Work to complete -
- a) Using the puppy socialization passage, decide whether each statement agrees with it. Answer yes or no for each, and quote the words that decide it. (i) Puppies usually arrive at their new homes from around 8-9 weeks old. (ii) Socialization should wait until the puppy has spent a few weeks in its new home. (iii) The aim is to link new experiences with something rewarding.
- b) In the puppy socialization passage, who is the canine behavior expert?

Source passage -
Start of Block

Baston canine behaviour expert on how to socialise your puppy
It is good practice to start socialising your puppy the moment you bring them home, says canine behaviour expert Karen Wild.
But what does this involve? New experiences form a huge part of a puppy’s learning, and builds a confident, outgoing older dog.
Puppies need to meet and greet a large number of new people and other dogs, learning as they go about the outside world. Behaviour problems can arise from a lack of socialisation, but with lockdown, this has meant their social skills may be affected due to restrictions on contact. The goal is to pair new experiences with something rewarding, so that the puppy’s brain forms a positive connection.
Puppy socialisation starts the moment your puppy becomes aware of the outside world. This is long before they come to their new home with you! They have to have the right socialisation since birth. Pups learn about their siblings, their mother, and touch, smell, hear and see more and more as they develop. From around 8-9 weeks old puppies come to their new homes, and it becomes your responsibility to teach them these social skills.

End of Block

Dataset -
Start of Block

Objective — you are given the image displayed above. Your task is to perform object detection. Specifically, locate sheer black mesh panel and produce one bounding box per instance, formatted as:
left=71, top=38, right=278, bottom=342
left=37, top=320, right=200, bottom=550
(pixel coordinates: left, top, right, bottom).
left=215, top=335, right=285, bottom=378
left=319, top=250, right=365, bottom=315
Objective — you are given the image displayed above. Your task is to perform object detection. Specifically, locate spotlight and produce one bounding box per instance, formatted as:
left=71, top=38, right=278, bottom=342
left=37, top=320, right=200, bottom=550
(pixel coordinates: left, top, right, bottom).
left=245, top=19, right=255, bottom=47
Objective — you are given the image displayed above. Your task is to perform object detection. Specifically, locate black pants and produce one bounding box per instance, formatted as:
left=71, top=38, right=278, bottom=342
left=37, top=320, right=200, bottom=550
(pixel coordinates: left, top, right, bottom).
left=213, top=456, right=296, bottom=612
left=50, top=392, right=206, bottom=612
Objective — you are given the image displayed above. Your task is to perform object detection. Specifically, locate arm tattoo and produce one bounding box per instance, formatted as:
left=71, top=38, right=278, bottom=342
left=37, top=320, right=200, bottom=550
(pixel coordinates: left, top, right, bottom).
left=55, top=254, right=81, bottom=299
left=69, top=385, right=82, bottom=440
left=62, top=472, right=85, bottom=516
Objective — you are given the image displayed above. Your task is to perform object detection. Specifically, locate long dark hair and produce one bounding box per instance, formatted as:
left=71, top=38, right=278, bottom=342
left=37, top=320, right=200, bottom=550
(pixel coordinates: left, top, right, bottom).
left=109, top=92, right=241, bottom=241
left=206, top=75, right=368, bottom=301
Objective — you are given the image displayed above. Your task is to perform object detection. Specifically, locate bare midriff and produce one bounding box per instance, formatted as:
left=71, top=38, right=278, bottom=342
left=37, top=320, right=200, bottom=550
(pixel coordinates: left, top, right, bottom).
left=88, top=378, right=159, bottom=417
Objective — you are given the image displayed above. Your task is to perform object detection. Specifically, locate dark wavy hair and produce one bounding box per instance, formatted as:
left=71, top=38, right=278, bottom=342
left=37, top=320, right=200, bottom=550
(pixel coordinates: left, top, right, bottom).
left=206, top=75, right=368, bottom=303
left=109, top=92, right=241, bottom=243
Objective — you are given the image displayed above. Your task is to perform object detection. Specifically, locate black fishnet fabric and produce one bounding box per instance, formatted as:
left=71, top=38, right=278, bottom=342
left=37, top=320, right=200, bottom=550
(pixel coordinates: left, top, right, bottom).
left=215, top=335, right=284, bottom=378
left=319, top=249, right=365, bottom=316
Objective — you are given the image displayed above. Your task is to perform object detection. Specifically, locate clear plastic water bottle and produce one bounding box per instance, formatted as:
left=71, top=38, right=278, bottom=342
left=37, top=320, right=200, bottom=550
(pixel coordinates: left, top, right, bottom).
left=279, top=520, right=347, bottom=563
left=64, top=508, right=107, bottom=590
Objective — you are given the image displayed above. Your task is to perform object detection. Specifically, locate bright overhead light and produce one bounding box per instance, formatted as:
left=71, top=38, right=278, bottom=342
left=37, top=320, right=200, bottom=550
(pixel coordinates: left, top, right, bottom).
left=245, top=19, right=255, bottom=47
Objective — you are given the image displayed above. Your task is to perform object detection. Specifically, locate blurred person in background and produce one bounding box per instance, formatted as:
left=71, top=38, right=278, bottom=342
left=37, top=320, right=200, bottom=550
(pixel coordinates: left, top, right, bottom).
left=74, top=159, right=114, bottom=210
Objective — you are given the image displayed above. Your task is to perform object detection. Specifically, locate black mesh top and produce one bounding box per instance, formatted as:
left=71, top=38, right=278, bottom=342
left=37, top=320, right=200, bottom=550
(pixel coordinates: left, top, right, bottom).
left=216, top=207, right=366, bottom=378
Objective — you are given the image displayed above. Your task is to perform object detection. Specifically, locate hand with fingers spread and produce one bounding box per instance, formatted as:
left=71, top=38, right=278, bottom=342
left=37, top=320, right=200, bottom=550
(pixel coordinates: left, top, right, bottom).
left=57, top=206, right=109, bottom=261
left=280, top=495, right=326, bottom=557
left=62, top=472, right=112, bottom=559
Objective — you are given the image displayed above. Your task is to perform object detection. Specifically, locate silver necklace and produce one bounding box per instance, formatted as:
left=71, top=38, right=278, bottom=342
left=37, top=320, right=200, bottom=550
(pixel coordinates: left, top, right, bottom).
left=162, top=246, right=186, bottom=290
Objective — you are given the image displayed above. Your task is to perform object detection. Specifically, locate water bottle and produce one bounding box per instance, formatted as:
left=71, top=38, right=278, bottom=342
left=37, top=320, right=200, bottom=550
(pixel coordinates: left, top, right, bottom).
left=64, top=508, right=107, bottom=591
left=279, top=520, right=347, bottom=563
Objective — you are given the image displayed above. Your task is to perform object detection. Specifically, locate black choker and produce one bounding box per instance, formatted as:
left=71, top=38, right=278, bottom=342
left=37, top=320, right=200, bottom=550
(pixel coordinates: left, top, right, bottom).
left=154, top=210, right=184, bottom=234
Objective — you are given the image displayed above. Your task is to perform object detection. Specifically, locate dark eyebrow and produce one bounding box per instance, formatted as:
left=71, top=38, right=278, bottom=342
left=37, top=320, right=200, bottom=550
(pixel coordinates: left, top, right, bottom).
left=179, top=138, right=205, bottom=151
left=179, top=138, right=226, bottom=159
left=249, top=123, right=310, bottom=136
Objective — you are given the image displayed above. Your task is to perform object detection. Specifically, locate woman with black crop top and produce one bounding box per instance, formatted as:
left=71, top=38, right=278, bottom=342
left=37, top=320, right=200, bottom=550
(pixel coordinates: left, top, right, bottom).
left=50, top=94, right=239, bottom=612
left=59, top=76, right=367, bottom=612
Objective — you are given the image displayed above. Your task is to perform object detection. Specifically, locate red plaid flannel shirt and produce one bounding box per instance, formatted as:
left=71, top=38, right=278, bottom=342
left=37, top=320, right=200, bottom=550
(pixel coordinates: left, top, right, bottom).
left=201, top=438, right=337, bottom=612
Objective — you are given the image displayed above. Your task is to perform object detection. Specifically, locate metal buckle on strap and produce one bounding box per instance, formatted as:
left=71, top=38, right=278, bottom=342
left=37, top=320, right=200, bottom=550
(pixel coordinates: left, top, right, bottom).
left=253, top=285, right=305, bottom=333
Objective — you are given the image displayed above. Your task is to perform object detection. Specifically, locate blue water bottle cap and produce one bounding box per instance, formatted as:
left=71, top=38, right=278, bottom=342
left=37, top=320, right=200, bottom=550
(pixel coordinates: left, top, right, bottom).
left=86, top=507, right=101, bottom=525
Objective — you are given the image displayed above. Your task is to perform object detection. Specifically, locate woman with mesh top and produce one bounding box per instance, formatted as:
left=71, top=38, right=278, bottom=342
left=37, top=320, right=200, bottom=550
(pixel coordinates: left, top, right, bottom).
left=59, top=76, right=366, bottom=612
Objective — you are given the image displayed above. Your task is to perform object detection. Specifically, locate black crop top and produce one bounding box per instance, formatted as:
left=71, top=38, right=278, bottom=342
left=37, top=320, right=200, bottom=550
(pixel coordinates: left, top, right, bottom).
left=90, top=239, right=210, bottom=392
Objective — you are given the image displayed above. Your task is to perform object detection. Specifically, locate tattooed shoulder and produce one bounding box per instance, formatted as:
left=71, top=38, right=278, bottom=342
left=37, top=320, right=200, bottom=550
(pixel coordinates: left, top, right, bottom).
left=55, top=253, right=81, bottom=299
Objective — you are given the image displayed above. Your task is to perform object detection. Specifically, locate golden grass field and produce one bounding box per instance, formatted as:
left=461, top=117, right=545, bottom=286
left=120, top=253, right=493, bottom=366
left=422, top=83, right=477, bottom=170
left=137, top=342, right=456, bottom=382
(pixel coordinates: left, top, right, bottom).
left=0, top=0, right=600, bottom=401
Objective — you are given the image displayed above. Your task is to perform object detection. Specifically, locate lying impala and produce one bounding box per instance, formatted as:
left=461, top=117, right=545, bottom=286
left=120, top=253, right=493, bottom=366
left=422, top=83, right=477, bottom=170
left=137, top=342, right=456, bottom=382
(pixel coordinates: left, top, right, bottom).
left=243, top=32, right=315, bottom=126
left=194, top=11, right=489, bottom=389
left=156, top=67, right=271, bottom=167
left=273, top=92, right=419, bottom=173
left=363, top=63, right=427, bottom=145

End of Block

Answer section -
- a)
(i) Yes: "From around 8-9 weeks old puppies come to their new homes"
(ii) No: "It is good practice to start socialising your puppy the moment you bring them home"
(iii) Yes: "The goal is to pair new experiences with something rewarding"

- b) Karen Wild